• Trecho:

----------

Não posso negar que na primeira vez que realizei a travessia das Sete Quedas, no Parque Nacional da Chapada dos Veadeiros, fiquei bastante incomodado com a quantidade de setas laranja pintadas ao longo da trilha, que, de certa forma, quebravam um pouco o encanto daquela bela paisagem natural em meio ao Cerrado e aos campos rupestres do Planalto Central. Isso foi em julho de 2015, quando ainda pouco se falava sobre trilhas de longo curso no Brasil. Naquela época, apesar da Transcarioca já existir, outras trilhas como a Transmantiqueira e a Transespinhaço não passavam de uma ideia, ou nem isso. Neste mesmo ano, Pedro da Cunha e Menezes lançava pelo WWF o manual “Parques do Brasil, Sinalização de Trilhas” , com exemplos bastante ilustrativos sobre sinalização rústica, já bastante utilizada em outros países e que começava a ser adotada no Brasil.
Foi também em 2015 que passei a trabalhar na implantação da travessia Alto Palácio – Serra dos Alves, no Parque Nacional da Serra do Cipó (MG), que viria a fazer parte da Transespinhaço em meados de 2018. Nas primeiras etapas da implantação da travessia, minha posição ainda era radicalmente contra a sinalização rústica. Macular as belas paisagens da Serra do Cipó com setas pintadas? Jamais!
Para marcar o traçado inicial dessa trilha, adotamos estacas finas de madeira com a extremidade pintada de amarelo, dispostas em pontos específicos, de maneira a indicar o rumo a ser tomado. Na medida em que a trilha ia ficando nítida no solo, as estacas eram retiradas e/ou transferidas para outros trechos. Esse procedimento foi fundamental para orientar os primeiros usuários e evitar a abertura de atalhos e trilhas secundárias. Mas, na medida em que cada vez mais pessoas se interessavam em realizar a travessia, a necessidade de adotar um sistema de sinalização passou a ser uma prioridade.

----------

[Registros de anotação de posição]

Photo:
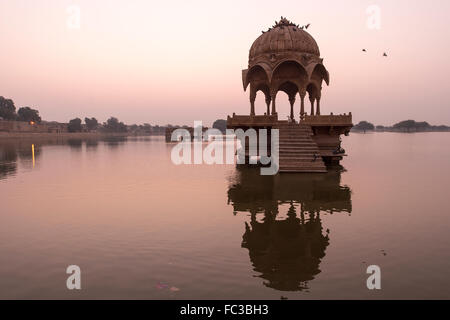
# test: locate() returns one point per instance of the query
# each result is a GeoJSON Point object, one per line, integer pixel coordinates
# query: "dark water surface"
{"type": "Point", "coordinates": [140, 227]}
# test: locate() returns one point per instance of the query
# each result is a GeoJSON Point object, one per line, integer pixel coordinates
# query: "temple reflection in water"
{"type": "Point", "coordinates": [284, 236]}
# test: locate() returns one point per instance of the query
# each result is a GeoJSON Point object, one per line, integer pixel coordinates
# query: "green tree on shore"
{"type": "Point", "coordinates": [74, 125]}
{"type": "Point", "coordinates": [91, 124]}
{"type": "Point", "coordinates": [113, 125]}
{"type": "Point", "coordinates": [7, 109]}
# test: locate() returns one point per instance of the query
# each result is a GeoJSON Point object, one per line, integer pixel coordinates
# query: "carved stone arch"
{"type": "Point", "coordinates": [259, 73]}
{"type": "Point", "coordinates": [289, 69]}
{"type": "Point", "coordinates": [319, 73]}
{"type": "Point", "coordinates": [313, 89]}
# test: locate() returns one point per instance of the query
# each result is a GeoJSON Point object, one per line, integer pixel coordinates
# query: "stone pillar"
{"type": "Point", "coordinates": [252, 102]}
{"type": "Point", "coordinates": [311, 99]}
{"type": "Point", "coordinates": [302, 104]}
{"type": "Point", "coordinates": [292, 101]}
{"type": "Point", "coordinates": [274, 108]}
{"type": "Point", "coordinates": [318, 106]}
{"type": "Point", "coordinates": [268, 104]}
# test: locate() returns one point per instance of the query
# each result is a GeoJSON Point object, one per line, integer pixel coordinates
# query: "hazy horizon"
{"type": "Point", "coordinates": [176, 62]}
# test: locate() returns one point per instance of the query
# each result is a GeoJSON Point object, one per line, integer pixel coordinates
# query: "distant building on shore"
{"type": "Point", "coordinates": [32, 127]}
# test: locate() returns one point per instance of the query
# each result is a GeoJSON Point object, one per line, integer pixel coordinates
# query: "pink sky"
{"type": "Point", "coordinates": [178, 61]}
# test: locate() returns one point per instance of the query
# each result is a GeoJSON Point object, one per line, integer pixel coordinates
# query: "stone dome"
{"type": "Point", "coordinates": [283, 37]}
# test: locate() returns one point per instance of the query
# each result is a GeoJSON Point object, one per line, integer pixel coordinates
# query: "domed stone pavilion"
{"type": "Point", "coordinates": [287, 58]}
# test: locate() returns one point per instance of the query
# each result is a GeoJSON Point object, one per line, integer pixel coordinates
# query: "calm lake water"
{"type": "Point", "coordinates": [140, 227]}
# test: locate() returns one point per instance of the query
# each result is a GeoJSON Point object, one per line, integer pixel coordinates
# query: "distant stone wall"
{"type": "Point", "coordinates": [26, 127]}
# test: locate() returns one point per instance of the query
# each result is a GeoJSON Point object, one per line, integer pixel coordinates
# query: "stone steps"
{"type": "Point", "coordinates": [297, 150]}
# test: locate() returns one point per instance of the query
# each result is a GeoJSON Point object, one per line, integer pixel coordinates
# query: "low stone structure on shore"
{"type": "Point", "coordinates": [32, 127]}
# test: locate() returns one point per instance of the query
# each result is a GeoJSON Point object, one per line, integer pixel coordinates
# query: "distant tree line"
{"type": "Point", "coordinates": [402, 126]}
{"type": "Point", "coordinates": [8, 112]}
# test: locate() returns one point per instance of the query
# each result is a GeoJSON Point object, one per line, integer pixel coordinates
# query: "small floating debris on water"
{"type": "Point", "coordinates": [161, 285]}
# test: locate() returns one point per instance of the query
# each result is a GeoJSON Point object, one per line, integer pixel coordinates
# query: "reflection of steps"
{"type": "Point", "coordinates": [298, 151]}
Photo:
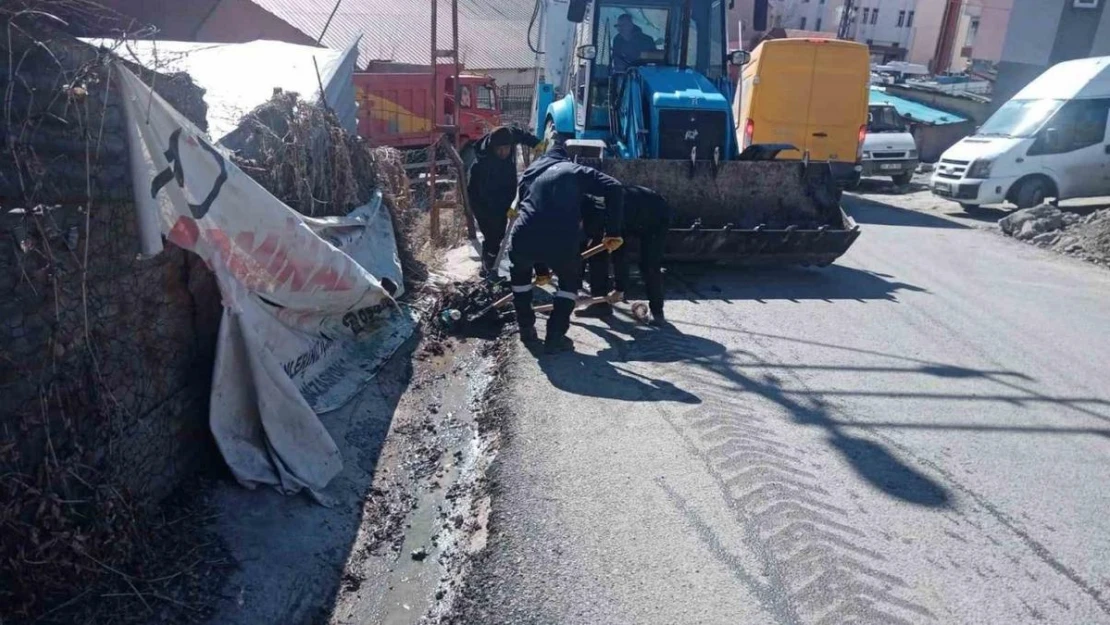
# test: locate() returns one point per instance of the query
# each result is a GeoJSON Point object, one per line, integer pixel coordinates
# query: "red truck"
{"type": "Point", "coordinates": [395, 109]}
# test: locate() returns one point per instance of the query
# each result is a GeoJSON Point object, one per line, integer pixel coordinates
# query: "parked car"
{"type": "Point", "coordinates": [395, 109]}
{"type": "Point", "coordinates": [810, 93]}
{"type": "Point", "coordinates": [1048, 141]}
{"type": "Point", "coordinates": [888, 147]}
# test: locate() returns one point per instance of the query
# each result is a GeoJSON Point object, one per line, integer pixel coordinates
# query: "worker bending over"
{"type": "Point", "coordinates": [548, 231]}
{"type": "Point", "coordinates": [646, 218]}
{"type": "Point", "coordinates": [492, 185]}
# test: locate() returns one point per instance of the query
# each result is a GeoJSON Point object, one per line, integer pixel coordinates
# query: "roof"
{"type": "Point", "coordinates": [492, 33]}
{"type": "Point", "coordinates": [238, 78]}
{"type": "Point", "coordinates": [914, 110]}
{"type": "Point", "coordinates": [1082, 78]}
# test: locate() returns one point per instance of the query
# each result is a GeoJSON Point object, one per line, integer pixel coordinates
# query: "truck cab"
{"type": "Point", "coordinates": [395, 108]}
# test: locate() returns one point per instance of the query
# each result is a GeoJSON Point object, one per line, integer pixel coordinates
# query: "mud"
{"type": "Point", "coordinates": [393, 546]}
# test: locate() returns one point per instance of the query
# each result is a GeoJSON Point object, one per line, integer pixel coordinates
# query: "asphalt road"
{"type": "Point", "coordinates": [917, 434]}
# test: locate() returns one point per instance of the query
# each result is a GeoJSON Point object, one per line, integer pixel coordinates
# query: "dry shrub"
{"type": "Point", "coordinates": [301, 153]}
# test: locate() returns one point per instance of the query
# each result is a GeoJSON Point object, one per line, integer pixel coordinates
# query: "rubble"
{"type": "Point", "coordinates": [1087, 238]}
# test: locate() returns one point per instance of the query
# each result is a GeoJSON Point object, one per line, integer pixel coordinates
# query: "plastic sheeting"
{"type": "Point", "coordinates": [308, 315]}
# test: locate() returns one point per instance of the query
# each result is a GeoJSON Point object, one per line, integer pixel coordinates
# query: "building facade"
{"type": "Point", "coordinates": [1045, 32]}
{"type": "Point", "coordinates": [904, 30]}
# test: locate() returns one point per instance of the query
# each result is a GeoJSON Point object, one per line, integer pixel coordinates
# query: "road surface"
{"type": "Point", "coordinates": [917, 434]}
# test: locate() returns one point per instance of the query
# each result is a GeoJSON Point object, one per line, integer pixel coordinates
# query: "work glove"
{"type": "Point", "coordinates": [612, 243]}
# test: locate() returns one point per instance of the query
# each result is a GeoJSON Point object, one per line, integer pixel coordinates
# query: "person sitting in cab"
{"type": "Point", "coordinates": [629, 43]}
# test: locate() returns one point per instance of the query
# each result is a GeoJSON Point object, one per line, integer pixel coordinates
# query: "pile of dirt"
{"type": "Point", "coordinates": [1087, 238]}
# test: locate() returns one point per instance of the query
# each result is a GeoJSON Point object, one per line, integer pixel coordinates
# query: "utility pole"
{"type": "Point", "coordinates": [846, 19]}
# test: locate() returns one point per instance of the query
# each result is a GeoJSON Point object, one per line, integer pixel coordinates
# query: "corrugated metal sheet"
{"type": "Point", "coordinates": [236, 78]}
{"type": "Point", "coordinates": [492, 33]}
{"type": "Point", "coordinates": [909, 109]}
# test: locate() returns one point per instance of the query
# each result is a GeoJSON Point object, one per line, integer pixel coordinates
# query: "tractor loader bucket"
{"type": "Point", "coordinates": [747, 212]}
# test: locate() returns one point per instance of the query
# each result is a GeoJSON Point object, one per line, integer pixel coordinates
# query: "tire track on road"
{"type": "Point", "coordinates": [816, 566]}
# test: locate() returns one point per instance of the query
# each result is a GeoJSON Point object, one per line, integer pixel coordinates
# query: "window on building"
{"type": "Point", "coordinates": [972, 31]}
{"type": "Point", "coordinates": [486, 99]}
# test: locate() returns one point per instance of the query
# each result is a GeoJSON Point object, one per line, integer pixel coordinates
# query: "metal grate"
{"type": "Point", "coordinates": [516, 104]}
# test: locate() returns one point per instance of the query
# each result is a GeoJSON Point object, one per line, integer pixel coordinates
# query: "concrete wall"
{"type": "Point", "coordinates": [928, 17]}
{"type": "Point", "coordinates": [994, 22]}
{"type": "Point", "coordinates": [1043, 32]}
{"type": "Point", "coordinates": [971, 109]}
{"type": "Point", "coordinates": [113, 358]}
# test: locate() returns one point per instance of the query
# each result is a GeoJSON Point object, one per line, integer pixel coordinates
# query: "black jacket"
{"type": "Point", "coordinates": [645, 212]}
{"type": "Point", "coordinates": [492, 181]}
{"type": "Point", "coordinates": [551, 197]}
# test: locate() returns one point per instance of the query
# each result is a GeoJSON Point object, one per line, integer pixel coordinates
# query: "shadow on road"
{"type": "Point", "coordinates": [867, 211]}
{"type": "Point", "coordinates": [629, 342]}
{"type": "Point", "coordinates": [595, 376]}
{"type": "Point", "coordinates": [796, 284]}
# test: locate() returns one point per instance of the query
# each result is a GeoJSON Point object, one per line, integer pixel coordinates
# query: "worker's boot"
{"type": "Point", "coordinates": [525, 316]}
{"type": "Point", "coordinates": [597, 311]}
{"type": "Point", "coordinates": [557, 326]}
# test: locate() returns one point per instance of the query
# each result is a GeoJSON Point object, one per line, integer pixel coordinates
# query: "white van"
{"type": "Point", "coordinates": [1048, 141]}
{"type": "Point", "coordinates": [888, 147]}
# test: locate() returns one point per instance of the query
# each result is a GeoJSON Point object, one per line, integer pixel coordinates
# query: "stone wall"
{"type": "Point", "coordinates": [104, 358]}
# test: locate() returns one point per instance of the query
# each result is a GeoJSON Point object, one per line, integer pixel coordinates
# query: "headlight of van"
{"type": "Point", "coordinates": [980, 169]}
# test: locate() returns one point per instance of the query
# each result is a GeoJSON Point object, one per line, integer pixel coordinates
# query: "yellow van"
{"type": "Point", "coordinates": [810, 93]}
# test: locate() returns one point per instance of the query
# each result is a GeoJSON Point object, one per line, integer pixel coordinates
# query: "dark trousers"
{"type": "Point", "coordinates": [492, 222]}
{"type": "Point", "coordinates": [567, 270]}
{"type": "Point", "coordinates": [651, 269]}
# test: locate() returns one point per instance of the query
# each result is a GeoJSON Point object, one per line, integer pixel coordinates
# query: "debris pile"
{"type": "Point", "coordinates": [1087, 238]}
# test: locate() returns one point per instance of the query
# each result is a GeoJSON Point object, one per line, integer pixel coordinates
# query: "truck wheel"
{"type": "Point", "coordinates": [1030, 192]}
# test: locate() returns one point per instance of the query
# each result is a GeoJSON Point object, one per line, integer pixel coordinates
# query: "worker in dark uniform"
{"type": "Point", "coordinates": [629, 43]}
{"type": "Point", "coordinates": [646, 218]}
{"type": "Point", "coordinates": [492, 185]}
{"type": "Point", "coordinates": [548, 231]}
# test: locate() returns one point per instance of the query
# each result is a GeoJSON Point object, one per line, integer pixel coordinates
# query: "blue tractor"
{"type": "Point", "coordinates": [641, 89]}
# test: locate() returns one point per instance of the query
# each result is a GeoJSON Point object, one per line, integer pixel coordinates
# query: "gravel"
{"type": "Point", "coordinates": [1087, 238]}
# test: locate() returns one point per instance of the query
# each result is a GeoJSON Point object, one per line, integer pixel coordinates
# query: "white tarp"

----------

• O que fazer:
- A) Transcreva literalmente a parte do trecho que se inicia com as palavras “Não posso negar” e se encerra com “adotada no Brasil.”.
- B) De acordo com o trecho, por que o uso das estacas finas de madeira com a extremidade pintada de amarelo foi importante na fase inicial da travessia? Responda em até três frases.
- C) Responda, com base no trecho:
(i) Em que mês e ano ocorreu a primeira travessia das Sete Quedas mencionada?
(ii) Quem lançou o manual “Parques do Brasil, Sinalização de Trilhas”, e por meio de qual organização?
(iii) Em qual parque nacional se situa a travessia Alto Palácio – Serra dos Alves?

• Resultados esperados:
- A)
Não posso negar que na primeira vez que realizei a travessia das Sete Quedas, no Parque Nacional da Chapada dos Veadeiros, fiquei bastante incomodado com a quantidade de setas laranja pintadas ao longo da trilha, que, de certa forma, quebravam um pouco o encanto daquela bela paisagem natural em meio ao Cerrado e aos campos rupestres do Planalto Central. Isso foi em julho de 2015, quando ainda pouco se falava sobre trilhas de longo curso no Brasil. Naquela época, apesar da Transcarioca já existir, outras trilhas como a Transmantiqueira e a Transespinhaço não passavam de uma ideia, ou nem isso. Neste mesmo ano, Pedro da Cunha e Menezes lançava pelo WWF o manual “Parques do Brasil, Sinalização de Trilhas” , com exemplos bastante ilustrativos sobre sinalização rústica, já bastante utilizada em outros países e que começava a ser adotada no Brasil.

- B) As estacas, dispostas em pontos específicos, indicavam o rumo a ser tomado enquanto a trilha ainda não estava nítida no solo. Segundo o trecho, esse procedimento foi fundamental para orientar os primeiros usuários e evitar a abertura de atalhos e trilhas secundárias.

- C)
(i) Em julho de 2015.
(ii) Pedro da Cunha e Menezes, pelo WWF.
(iii) No Parque Nacional da Serra do Cipó (MG).